■ EXERCISE
Return all of the following entries as written, but without the images.

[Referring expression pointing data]

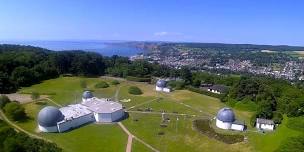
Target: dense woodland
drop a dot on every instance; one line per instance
(12, 141)
(22, 66)
(25, 65)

■ SOLVED EXERCISE
Target: dense woodland
drop a dot on every instance; one line per instance
(12, 141)
(22, 66)
(25, 65)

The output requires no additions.